**What the exercise asks**
Every line of the data below is to be written out again exactly.

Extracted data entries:
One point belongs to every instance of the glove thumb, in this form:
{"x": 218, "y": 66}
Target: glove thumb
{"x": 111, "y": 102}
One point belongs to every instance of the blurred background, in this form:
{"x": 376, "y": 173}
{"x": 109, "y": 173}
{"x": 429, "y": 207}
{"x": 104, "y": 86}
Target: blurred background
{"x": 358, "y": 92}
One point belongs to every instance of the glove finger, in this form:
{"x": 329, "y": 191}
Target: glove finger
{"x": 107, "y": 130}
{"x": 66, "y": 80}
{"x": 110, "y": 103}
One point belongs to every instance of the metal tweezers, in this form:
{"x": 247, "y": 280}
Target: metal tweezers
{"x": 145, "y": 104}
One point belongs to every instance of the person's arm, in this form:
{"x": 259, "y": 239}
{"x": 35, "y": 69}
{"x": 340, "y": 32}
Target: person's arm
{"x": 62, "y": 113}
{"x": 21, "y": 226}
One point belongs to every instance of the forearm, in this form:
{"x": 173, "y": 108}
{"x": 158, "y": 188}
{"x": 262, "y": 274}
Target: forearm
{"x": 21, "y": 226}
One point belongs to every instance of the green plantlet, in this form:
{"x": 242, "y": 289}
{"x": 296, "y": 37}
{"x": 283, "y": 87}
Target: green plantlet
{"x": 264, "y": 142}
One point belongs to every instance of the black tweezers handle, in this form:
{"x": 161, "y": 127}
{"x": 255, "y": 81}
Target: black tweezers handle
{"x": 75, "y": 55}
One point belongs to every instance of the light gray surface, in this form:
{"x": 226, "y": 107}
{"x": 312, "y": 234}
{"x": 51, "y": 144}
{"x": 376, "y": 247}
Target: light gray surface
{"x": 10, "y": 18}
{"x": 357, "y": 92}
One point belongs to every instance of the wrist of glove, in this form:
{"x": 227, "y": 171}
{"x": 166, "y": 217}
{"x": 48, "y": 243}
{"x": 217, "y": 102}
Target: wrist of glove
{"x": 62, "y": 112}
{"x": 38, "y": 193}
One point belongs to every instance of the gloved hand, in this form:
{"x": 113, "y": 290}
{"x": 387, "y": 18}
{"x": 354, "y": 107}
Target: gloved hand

**Response to the task**
One point belongs to every instance of the glove thumb, in this form:
{"x": 218, "y": 66}
Target: glove thumb
{"x": 111, "y": 102}
One point belongs to every instance of the blurred background, in this form:
{"x": 376, "y": 173}
{"x": 109, "y": 173}
{"x": 429, "y": 207}
{"x": 104, "y": 86}
Target: blurred background
{"x": 358, "y": 92}
One point belongs to every instance of the glove finger, in this form:
{"x": 329, "y": 191}
Target: glove finger
{"x": 107, "y": 130}
{"x": 66, "y": 80}
{"x": 110, "y": 103}
One point belongs to every instance of the metal tweezers, in this form:
{"x": 247, "y": 280}
Target: metal tweezers
{"x": 145, "y": 104}
One point belongs to every instance of the person's arm, in this form:
{"x": 259, "y": 239}
{"x": 35, "y": 69}
{"x": 340, "y": 32}
Target: person's arm
{"x": 62, "y": 113}
{"x": 21, "y": 226}
One point belongs to every instance of the forearm, in this form:
{"x": 173, "y": 108}
{"x": 158, "y": 188}
{"x": 262, "y": 274}
Target: forearm
{"x": 21, "y": 226}
One point belongs to every instance of the green plantlet, in this form:
{"x": 242, "y": 289}
{"x": 296, "y": 37}
{"x": 283, "y": 87}
Target: green plantlet
{"x": 264, "y": 142}
One point belongs to every instance of the black tweezers handle, in this form:
{"x": 161, "y": 127}
{"x": 255, "y": 81}
Target: black tweezers handle
{"x": 75, "y": 55}
One point belongs to every instance of the light gray surface, in this form:
{"x": 226, "y": 107}
{"x": 312, "y": 234}
{"x": 51, "y": 144}
{"x": 376, "y": 247}
Target: light gray surface
{"x": 10, "y": 18}
{"x": 357, "y": 92}
One point belongs to every instance of the wrist of glove, in this form:
{"x": 227, "y": 171}
{"x": 166, "y": 217}
{"x": 48, "y": 243}
{"x": 217, "y": 102}
Target: wrist of glove
{"x": 62, "y": 112}
{"x": 38, "y": 193}
One point belongs to every instance of the gloved hand, in this form:
{"x": 113, "y": 290}
{"x": 387, "y": 18}
{"x": 354, "y": 107}
Target: gloved hand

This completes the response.